Photo-based referring expression data
══════════════════════════════

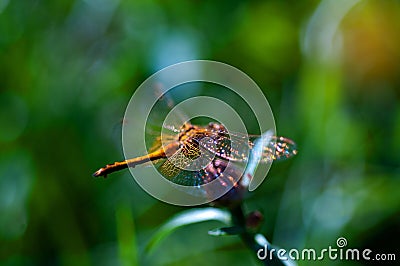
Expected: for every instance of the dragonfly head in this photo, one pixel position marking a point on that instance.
(216, 127)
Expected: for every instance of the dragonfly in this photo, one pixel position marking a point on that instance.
(197, 155)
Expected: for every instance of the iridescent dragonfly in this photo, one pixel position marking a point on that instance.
(213, 144)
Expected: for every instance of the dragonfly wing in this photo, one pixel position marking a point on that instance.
(234, 146)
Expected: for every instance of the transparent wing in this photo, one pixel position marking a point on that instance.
(276, 148)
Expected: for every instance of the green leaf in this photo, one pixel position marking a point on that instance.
(185, 218)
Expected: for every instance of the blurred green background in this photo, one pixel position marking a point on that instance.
(330, 70)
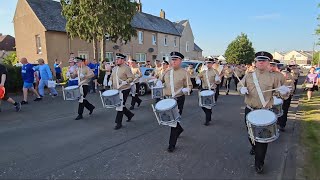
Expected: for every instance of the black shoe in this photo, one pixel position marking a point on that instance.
(259, 169)
(38, 99)
(171, 148)
(79, 117)
(252, 151)
(91, 111)
(130, 117)
(118, 126)
(24, 102)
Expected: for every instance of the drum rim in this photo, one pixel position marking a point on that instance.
(173, 100)
(266, 124)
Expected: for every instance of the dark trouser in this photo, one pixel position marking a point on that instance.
(193, 81)
(85, 103)
(135, 99)
(228, 82)
(282, 121)
(125, 111)
(217, 93)
(176, 131)
(222, 81)
(295, 84)
(260, 148)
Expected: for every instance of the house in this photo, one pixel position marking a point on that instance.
(40, 33)
(298, 57)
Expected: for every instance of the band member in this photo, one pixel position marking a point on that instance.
(210, 80)
(135, 84)
(84, 75)
(255, 83)
(295, 74)
(227, 73)
(289, 81)
(72, 73)
(176, 84)
(120, 79)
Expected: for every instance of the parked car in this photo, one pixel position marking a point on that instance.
(196, 64)
(146, 76)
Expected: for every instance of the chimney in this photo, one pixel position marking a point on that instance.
(139, 6)
(162, 14)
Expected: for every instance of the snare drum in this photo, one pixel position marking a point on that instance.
(277, 106)
(71, 93)
(157, 92)
(206, 98)
(262, 125)
(111, 98)
(167, 112)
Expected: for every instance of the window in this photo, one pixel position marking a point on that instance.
(109, 56)
(165, 41)
(141, 57)
(187, 46)
(154, 39)
(38, 44)
(140, 34)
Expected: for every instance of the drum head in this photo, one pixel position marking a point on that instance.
(110, 92)
(261, 117)
(277, 101)
(165, 104)
(71, 87)
(206, 93)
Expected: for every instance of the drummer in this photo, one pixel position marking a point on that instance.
(120, 79)
(256, 99)
(177, 84)
(210, 79)
(137, 75)
(84, 74)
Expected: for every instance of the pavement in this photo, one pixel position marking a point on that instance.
(42, 141)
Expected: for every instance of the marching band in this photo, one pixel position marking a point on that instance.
(267, 94)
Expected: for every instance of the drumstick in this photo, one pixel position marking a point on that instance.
(239, 79)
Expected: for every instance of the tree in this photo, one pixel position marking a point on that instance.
(91, 20)
(11, 59)
(240, 51)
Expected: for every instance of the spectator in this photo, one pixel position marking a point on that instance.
(4, 84)
(46, 75)
(311, 82)
(57, 69)
(28, 73)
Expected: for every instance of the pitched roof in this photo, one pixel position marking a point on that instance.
(153, 23)
(196, 47)
(49, 13)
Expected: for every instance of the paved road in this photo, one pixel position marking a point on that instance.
(43, 141)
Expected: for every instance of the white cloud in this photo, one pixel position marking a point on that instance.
(270, 16)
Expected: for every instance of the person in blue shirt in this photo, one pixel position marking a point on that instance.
(27, 73)
(46, 75)
(57, 69)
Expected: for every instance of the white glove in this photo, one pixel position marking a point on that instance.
(283, 90)
(198, 81)
(159, 84)
(217, 78)
(244, 90)
(124, 83)
(185, 90)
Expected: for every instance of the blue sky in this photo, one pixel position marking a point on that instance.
(280, 25)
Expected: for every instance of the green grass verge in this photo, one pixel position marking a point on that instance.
(310, 136)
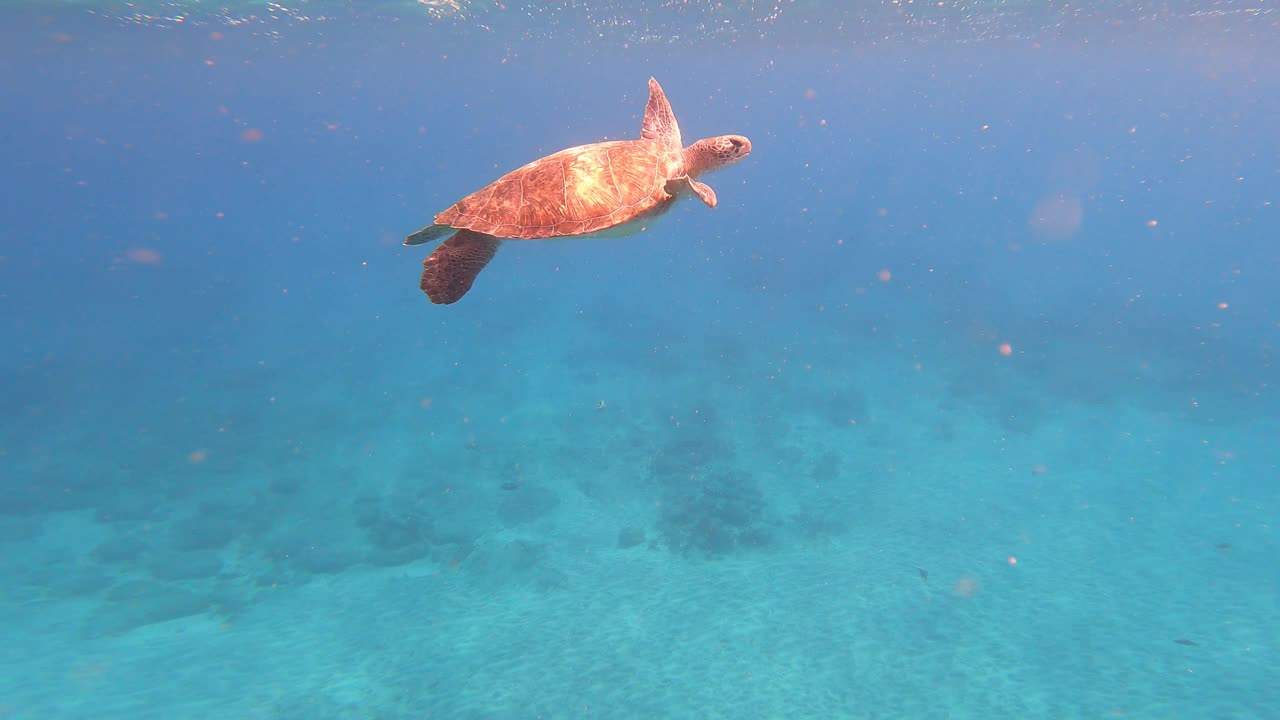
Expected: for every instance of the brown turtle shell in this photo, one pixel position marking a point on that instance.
(576, 191)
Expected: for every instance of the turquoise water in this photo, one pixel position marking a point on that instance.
(960, 404)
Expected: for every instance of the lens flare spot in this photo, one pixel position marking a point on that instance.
(142, 255)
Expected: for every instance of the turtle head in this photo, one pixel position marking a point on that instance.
(711, 154)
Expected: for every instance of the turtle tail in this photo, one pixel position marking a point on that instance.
(448, 273)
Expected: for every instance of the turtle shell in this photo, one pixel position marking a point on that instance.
(576, 191)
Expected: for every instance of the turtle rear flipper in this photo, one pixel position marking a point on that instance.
(448, 273)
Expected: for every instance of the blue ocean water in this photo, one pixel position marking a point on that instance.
(960, 404)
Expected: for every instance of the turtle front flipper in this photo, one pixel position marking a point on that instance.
(448, 273)
(702, 190)
(428, 235)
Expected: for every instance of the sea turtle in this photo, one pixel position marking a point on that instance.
(579, 191)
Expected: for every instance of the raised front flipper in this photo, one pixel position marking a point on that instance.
(428, 235)
(448, 273)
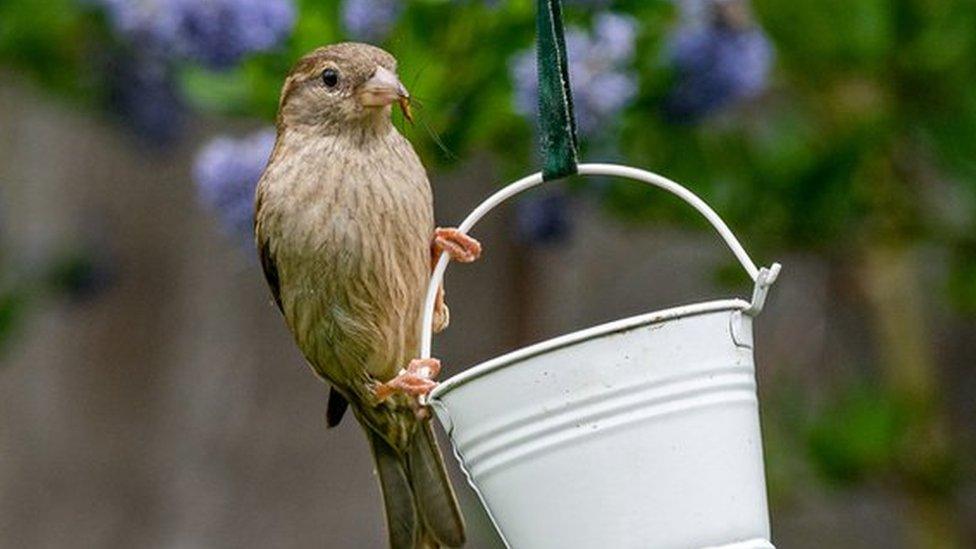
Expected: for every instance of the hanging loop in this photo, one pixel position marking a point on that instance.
(557, 122)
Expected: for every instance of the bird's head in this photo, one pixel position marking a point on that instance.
(342, 85)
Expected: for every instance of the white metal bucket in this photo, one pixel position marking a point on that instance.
(639, 433)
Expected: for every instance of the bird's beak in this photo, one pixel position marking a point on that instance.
(383, 89)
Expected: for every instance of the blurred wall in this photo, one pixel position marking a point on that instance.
(174, 411)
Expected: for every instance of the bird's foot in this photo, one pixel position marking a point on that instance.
(417, 380)
(442, 314)
(456, 244)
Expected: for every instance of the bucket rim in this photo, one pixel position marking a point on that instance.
(510, 358)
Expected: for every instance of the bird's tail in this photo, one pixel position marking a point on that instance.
(421, 509)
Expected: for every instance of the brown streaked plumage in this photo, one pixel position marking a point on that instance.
(344, 226)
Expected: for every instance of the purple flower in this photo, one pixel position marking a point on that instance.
(142, 93)
(216, 33)
(717, 64)
(599, 72)
(370, 20)
(543, 218)
(226, 172)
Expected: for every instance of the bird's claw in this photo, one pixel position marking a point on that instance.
(459, 246)
(417, 380)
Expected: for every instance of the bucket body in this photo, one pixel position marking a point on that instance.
(640, 433)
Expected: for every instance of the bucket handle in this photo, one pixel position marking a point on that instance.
(763, 277)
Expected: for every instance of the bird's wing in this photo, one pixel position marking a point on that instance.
(336, 408)
(270, 271)
(268, 264)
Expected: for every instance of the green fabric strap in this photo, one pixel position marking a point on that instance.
(557, 124)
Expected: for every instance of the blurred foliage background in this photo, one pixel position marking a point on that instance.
(845, 128)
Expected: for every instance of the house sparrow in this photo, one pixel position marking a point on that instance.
(345, 230)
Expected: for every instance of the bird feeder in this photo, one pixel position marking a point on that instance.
(639, 433)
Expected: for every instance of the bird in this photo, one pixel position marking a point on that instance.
(344, 228)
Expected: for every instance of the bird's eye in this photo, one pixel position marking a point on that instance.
(330, 77)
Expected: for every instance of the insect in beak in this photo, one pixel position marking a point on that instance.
(382, 89)
(404, 102)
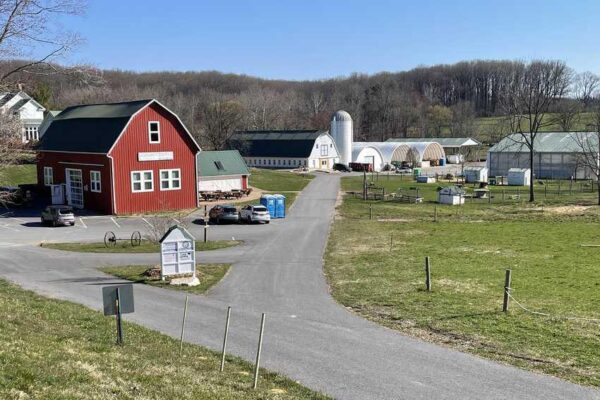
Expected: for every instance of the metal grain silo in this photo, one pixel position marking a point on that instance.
(341, 131)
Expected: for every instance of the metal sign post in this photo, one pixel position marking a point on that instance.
(118, 300)
(119, 325)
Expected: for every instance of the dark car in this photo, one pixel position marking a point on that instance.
(341, 168)
(223, 213)
(58, 215)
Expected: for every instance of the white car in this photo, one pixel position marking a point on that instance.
(255, 213)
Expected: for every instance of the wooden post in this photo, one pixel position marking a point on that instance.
(183, 326)
(258, 351)
(507, 279)
(225, 339)
(427, 274)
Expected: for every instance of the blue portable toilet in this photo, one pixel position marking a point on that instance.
(279, 205)
(268, 201)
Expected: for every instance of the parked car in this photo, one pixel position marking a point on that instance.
(58, 215)
(255, 213)
(223, 213)
(341, 168)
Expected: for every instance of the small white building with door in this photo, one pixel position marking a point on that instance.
(286, 149)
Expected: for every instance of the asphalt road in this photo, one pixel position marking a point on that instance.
(278, 270)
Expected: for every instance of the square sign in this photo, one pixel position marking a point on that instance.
(177, 252)
(109, 298)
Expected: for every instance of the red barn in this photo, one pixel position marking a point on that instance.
(120, 158)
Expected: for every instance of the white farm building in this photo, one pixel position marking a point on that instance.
(29, 112)
(316, 149)
(556, 155)
(312, 149)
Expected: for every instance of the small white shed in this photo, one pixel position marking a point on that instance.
(519, 177)
(452, 195)
(475, 174)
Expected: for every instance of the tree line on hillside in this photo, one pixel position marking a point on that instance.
(441, 100)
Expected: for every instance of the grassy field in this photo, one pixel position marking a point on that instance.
(208, 274)
(125, 246)
(18, 175)
(59, 350)
(286, 183)
(376, 267)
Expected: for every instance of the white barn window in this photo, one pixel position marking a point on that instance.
(154, 131)
(170, 179)
(95, 185)
(142, 181)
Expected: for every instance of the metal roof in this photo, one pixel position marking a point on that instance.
(89, 128)
(275, 143)
(341, 115)
(546, 142)
(445, 142)
(220, 163)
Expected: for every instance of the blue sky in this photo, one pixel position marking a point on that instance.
(314, 39)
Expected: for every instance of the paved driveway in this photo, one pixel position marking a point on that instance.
(308, 336)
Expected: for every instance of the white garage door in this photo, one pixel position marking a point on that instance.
(225, 184)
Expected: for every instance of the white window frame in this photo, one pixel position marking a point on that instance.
(324, 151)
(142, 181)
(31, 132)
(94, 181)
(150, 132)
(170, 179)
(48, 177)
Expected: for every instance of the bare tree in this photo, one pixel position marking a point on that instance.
(585, 86)
(533, 89)
(220, 119)
(567, 114)
(30, 31)
(11, 147)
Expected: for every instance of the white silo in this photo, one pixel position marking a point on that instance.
(341, 131)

══════════════════════════════

◆ WHAT THE EXERCISE ASKS ◆
Write out exactly the lines from the one containing "Expected: for every instance of the bare" through the end of the data, both included. Add nothing else.

◆ RESPONSE TO THE EXERCISE ◆
Expected: for every instance of the bare tree in this photo, one pixel position marking a point on that instance.
(585, 86)
(533, 89)
(220, 119)
(567, 114)
(30, 31)
(11, 147)
Expected: for every instance of the white silo in this photo, one pixel position marking a point on that instance.
(341, 131)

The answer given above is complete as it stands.